■ What you have to do ■
Look through the data below and extract, unchanged, the lines from the one that contains "Target: dark hat" to the one that contains "Every instance of the dark suit", both included.

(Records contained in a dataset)
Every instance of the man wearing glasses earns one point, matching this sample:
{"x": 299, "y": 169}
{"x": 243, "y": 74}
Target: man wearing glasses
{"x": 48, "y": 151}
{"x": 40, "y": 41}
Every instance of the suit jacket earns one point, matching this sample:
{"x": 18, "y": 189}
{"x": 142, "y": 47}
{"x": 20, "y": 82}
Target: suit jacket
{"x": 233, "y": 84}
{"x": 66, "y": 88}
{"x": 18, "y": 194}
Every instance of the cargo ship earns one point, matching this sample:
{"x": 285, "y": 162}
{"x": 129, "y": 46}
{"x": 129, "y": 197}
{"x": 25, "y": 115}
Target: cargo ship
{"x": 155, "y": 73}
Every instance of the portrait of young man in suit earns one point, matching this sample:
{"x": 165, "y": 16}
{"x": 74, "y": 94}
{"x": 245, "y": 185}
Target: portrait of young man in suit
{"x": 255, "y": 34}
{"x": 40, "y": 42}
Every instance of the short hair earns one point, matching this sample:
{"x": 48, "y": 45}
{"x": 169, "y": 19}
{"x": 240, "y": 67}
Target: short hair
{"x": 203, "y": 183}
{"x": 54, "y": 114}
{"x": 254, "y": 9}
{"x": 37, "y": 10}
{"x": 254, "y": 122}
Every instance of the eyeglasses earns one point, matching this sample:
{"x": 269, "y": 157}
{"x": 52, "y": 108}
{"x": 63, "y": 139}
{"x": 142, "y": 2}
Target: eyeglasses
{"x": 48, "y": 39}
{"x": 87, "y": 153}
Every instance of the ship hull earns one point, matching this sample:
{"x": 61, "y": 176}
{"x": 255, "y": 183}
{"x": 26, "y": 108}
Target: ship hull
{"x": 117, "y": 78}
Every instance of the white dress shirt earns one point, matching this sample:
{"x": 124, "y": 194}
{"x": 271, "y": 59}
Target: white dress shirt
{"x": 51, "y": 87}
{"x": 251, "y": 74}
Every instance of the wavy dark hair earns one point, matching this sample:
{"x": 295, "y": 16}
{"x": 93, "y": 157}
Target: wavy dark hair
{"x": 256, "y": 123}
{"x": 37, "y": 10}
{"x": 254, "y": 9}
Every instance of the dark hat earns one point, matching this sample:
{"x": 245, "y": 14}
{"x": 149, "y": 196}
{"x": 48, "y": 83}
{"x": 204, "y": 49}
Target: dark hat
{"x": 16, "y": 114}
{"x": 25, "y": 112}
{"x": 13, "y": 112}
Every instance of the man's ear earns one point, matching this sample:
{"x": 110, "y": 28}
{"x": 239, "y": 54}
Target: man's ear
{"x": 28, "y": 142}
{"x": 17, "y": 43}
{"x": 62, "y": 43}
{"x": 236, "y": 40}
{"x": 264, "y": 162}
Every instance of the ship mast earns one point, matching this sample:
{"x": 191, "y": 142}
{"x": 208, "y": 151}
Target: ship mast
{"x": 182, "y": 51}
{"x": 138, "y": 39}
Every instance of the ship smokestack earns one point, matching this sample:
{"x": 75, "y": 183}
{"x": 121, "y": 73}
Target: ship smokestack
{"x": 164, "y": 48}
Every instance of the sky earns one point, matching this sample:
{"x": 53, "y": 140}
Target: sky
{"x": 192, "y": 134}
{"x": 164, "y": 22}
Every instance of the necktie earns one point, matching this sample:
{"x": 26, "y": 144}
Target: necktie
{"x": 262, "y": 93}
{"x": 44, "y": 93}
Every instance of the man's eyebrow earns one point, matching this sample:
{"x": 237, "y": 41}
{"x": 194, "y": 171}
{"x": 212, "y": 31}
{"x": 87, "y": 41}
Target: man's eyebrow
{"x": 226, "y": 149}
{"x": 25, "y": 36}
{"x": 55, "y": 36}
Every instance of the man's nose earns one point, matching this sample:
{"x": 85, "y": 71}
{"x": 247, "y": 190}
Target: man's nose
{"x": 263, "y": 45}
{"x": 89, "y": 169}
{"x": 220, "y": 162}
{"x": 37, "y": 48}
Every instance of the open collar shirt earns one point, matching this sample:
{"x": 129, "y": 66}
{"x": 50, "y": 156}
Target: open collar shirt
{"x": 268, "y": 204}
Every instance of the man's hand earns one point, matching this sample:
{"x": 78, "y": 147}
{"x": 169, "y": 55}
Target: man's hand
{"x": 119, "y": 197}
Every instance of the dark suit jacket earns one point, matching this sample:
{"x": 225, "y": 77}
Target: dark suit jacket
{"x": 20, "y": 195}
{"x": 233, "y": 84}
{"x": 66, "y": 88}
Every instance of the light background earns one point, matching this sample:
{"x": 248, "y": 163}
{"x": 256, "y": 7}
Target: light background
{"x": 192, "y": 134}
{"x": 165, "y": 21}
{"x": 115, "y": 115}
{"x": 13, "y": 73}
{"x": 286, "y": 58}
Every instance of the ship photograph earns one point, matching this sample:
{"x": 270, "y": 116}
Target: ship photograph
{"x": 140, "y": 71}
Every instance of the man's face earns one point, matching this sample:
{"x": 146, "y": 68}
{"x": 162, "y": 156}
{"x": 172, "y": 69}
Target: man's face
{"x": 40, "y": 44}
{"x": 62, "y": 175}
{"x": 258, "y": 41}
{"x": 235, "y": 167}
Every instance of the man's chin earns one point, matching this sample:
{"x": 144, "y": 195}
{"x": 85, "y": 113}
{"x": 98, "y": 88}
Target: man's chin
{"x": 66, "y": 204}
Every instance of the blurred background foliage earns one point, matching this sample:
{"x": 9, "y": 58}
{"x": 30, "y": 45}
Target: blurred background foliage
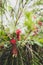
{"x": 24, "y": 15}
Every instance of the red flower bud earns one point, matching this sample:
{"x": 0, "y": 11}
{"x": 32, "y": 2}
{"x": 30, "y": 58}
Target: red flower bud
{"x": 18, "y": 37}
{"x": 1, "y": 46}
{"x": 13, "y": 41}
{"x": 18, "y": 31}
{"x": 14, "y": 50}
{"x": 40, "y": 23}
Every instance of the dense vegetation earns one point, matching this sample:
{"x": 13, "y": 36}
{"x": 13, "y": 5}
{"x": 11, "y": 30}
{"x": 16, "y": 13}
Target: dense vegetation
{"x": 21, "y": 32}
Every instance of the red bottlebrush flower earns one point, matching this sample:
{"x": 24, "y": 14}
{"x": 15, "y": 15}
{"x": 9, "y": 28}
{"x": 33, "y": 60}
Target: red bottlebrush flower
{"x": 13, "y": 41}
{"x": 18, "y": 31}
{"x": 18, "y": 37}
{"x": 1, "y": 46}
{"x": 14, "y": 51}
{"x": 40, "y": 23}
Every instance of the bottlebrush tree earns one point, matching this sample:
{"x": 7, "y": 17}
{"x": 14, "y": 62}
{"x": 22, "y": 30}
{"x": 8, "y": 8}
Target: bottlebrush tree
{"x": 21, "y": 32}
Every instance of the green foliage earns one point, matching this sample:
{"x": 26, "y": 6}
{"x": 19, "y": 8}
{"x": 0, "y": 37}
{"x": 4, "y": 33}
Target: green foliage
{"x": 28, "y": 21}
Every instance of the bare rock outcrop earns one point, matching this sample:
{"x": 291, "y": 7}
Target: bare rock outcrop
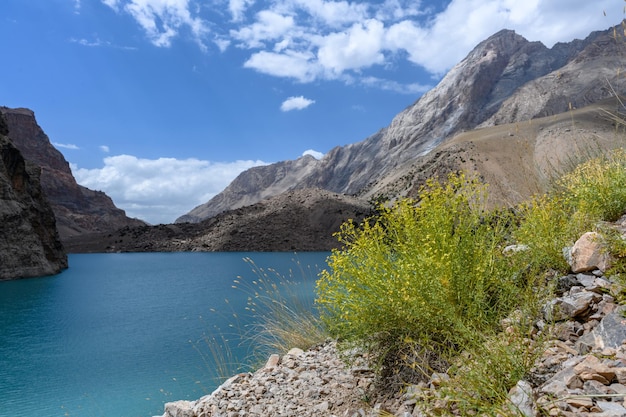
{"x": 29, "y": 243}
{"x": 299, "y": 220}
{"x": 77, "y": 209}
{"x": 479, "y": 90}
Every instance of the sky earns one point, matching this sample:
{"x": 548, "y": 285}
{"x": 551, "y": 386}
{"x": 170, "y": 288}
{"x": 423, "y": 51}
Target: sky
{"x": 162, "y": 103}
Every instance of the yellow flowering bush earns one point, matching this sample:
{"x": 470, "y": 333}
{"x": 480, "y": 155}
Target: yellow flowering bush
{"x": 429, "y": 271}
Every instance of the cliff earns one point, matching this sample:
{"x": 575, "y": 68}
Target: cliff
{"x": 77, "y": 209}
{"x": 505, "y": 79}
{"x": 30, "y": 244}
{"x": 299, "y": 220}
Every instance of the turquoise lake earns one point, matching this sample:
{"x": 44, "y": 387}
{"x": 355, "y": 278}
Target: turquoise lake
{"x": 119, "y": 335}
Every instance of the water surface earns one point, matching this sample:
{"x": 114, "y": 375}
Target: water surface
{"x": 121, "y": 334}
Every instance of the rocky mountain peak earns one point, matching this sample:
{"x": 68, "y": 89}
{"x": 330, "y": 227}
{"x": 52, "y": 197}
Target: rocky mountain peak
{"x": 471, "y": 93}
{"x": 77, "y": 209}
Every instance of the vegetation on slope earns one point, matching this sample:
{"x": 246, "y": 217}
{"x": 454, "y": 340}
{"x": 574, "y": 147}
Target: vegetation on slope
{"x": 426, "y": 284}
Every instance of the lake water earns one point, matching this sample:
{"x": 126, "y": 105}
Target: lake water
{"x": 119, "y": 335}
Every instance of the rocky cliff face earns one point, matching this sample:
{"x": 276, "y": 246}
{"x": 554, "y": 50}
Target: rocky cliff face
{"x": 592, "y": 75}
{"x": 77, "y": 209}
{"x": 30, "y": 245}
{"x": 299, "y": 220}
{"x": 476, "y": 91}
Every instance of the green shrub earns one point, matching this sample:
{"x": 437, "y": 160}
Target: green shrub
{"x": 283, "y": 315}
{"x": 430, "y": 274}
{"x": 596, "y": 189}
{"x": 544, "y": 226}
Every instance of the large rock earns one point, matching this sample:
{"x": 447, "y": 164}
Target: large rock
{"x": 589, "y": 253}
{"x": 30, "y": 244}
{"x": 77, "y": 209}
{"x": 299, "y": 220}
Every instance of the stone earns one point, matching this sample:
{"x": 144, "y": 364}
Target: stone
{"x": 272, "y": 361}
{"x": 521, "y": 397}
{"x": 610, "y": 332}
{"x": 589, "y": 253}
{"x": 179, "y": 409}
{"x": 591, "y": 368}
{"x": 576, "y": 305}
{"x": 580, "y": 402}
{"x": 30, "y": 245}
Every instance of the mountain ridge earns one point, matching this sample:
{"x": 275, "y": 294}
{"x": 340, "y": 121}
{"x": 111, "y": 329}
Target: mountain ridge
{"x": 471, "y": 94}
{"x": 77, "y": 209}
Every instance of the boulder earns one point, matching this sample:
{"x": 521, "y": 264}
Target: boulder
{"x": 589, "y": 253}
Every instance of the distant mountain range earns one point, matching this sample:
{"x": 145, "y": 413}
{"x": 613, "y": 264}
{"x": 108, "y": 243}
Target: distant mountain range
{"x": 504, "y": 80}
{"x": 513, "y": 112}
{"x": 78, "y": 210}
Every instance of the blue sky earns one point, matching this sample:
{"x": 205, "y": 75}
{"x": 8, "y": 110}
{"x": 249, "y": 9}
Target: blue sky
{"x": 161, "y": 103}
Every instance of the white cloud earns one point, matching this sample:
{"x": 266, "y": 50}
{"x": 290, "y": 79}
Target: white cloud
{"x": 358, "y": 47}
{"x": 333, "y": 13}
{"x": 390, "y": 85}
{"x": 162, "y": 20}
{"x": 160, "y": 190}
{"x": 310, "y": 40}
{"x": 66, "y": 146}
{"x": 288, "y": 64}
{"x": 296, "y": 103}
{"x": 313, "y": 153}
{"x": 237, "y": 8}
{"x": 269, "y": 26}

■ Your solution ■
Target: dark hat
{"x": 16, "y": 114}
{"x": 25, "y": 112}
{"x": 13, "y": 112}
Every instance of the man's ear earns one point, matching this sample:
{"x": 110, "y": 28}
{"x": 239, "y": 54}
Target: man's ear
{"x": 28, "y": 142}
{"x": 17, "y": 43}
{"x": 62, "y": 43}
{"x": 236, "y": 40}
{"x": 264, "y": 162}
Every instance of the ship mast earns one point, matching this sample:
{"x": 191, "y": 142}
{"x": 208, "y": 151}
Target: ship mast
{"x": 182, "y": 51}
{"x": 138, "y": 39}
Every instance of the ship smokestack earns one point, matching this sample:
{"x": 75, "y": 183}
{"x": 121, "y": 73}
Target: ship smokestack
{"x": 164, "y": 48}
Every instance of the sky earns one point, matching this sample:
{"x": 53, "y": 140}
Target: sky
{"x": 192, "y": 134}
{"x": 164, "y": 22}
Every instance of the necktie earns one point, matching this sample:
{"x": 26, "y": 144}
Target: necktie
{"x": 262, "y": 93}
{"x": 44, "y": 93}
Every instance of the man's eyebrow earns one point, matching this sample:
{"x": 237, "y": 41}
{"x": 194, "y": 171}
{"x": 212, "y": 31}
{"x": 87, "y": 41}
Target: man's eyebrow
{"x": 226, "y": 149}
{"x": 25, "y": 36}
{"x": 55, "y": 36}
Every instance of the man's nose earns one point, matching this sample:
{"x": 85, "y": 71}
{"x": 247, "y": 190}
Target: man's nose
{"x": 263, "y": 45}
{"x": 89, "y": 169}
{"x": 220, "y": 162}
{"x": 37, "y": 48}
Every instance of the open collar shirt earns one point, matching this sample:
{"x": 129, "y": 66}
{"x": 50, "y": 156}
Target: open collar shirt
{"x": 268, "y": 204}
Every instance of the man's hand earns one point, matching this sample:
{"x": 78, "y": 147}
{"x": 169, "y": 55}
Target: man's hand
{"x": 119, "y": 197}
Every instance of the dark suit jacket earns one point, matching this sample:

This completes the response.